Excerpted text START

Better Understanding the Demand for Islamic Microfinance

16 September 2016

To close the severe gaps in financial inclusion in the Middle East and North Africa, more and more governments are starting to develop national financial inclusion strategies driven by evidence-based dialogue among public and private stakeholders. Evidence is produced by market diagnostics that identify demand- and supply-side barriers to financial inclusion. But what if the evidence is contradictory – even in state-of-the-art surveys?

Photo Credit: Tareq Khlaf, 2014 CGAP Photo Contest

So far, demand studies on Islamic finance have produced mixed results. Earlier studies suggested that around a third to half of individuals in Arab countries refrain from using conventional financial services, or prefer services that comply with their beliefs. However, according to a recent Findex Note, “religion does not appear to be a major barrier to account ownership.”

To examine the distinction between preference and actual choice, CGAP, Yale University and Tamweelcom took a novel approach to the study of demand for Islamic and conventional loans in Jordan. Under real conditions, they tested different product features on groups of randomly selected people, measuring the effects on people’s buying decisions. The randomized experiment thus reveals insights into the real demand for Islamic microloans. The findings are striking.

  1. Loan Take-Up. According to the experiment in Jordan, more people opt for the Islamic microloan than the conventional one when offered both (17% versus 2%). Notably, however, overall loan take-up seems to be lower when people are confronted with both the Islamic and the conventional offer instead of one type of loan. This suggests that the buying decision is adversely affected by multiple choice (the “paradox of choice”) due to “inner paralysis,” as psychologist Barry Schwartz puts it. If proven valid in further contexts, the impact of decision fatigue on financial access might be particularly relevant for financial policy makers facing the choice of designing a regulatory framework for fully fledged Islamic finance providers or allowing conventional financial institutions to offer Islamic services as well through a designated window.

  2. Sharia Certification. The decision to take up an Islamic microloan is not affected by whether a government body, a sharia supervisory board with the provider or a local religious figure has certified that the product is sharia-compliant. Sharia certification appears to have no significant impact on loan take-up at all. One possible interpretation of this finding from Jordan is that sharia certification is of low or no importance for financial inclusion. However, further qualitative research needs to uncover whether people’s attitudes to certification in any given market are due to the prevailing financial literacy gaps in that country. Financial regulators might in any case choose to standardize compliance with sharia through a national body to avoid confusion among clients and to reduce the regulatory burden for providers.

Excerpted text END
Records START

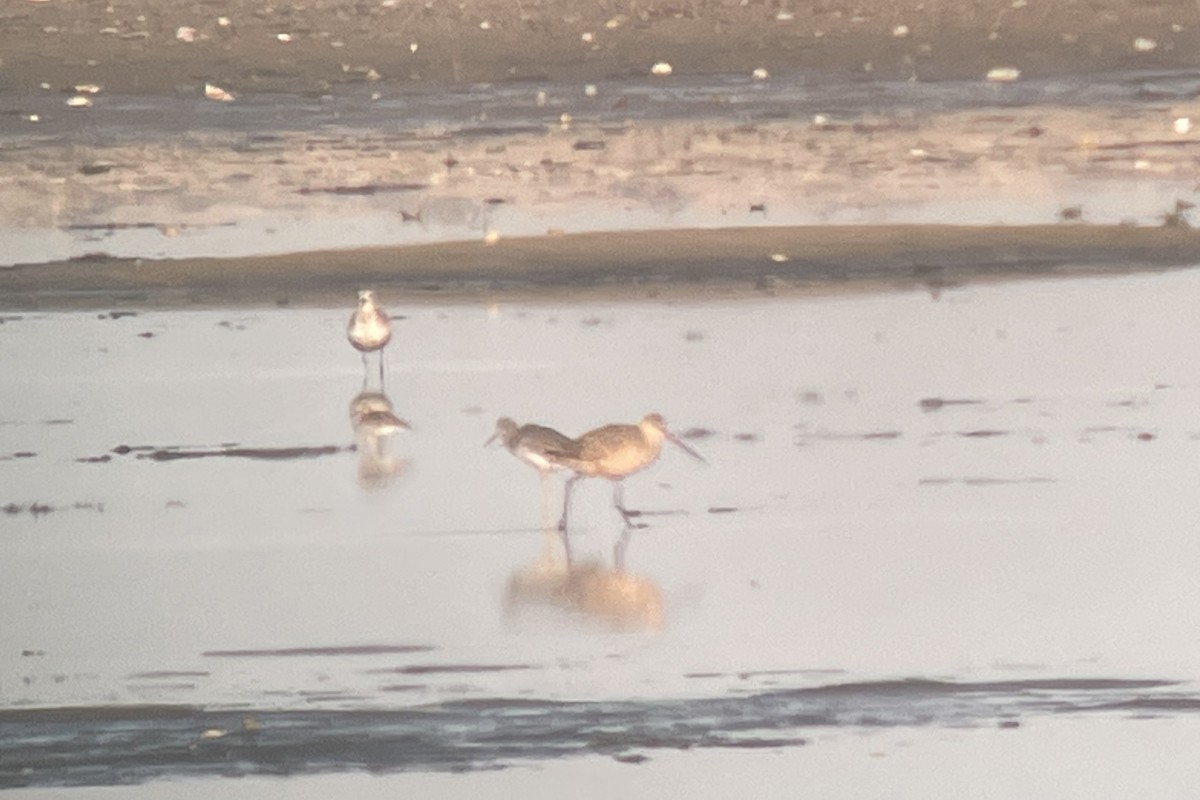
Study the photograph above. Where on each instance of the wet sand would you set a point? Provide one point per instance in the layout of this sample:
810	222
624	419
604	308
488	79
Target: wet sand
915	470
131	48
665	264
985	487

Records END

### Required work
1 > Translate this sentence from the Islamic microfinance article into Spanish: "Sharia certification appears to have no significant impact on loan take-up at all."
2 > According to the Islamic microfinance article, which organizations conducted the experiment on demand for Islamic and conventional loans in Jordan?

### Task-by-task outputs
1 > La certificación sharía no parece tener en absoluto un impacto significativo en la contratación de préstamos.

2 > CGAP, Yale University and Tamweelcom.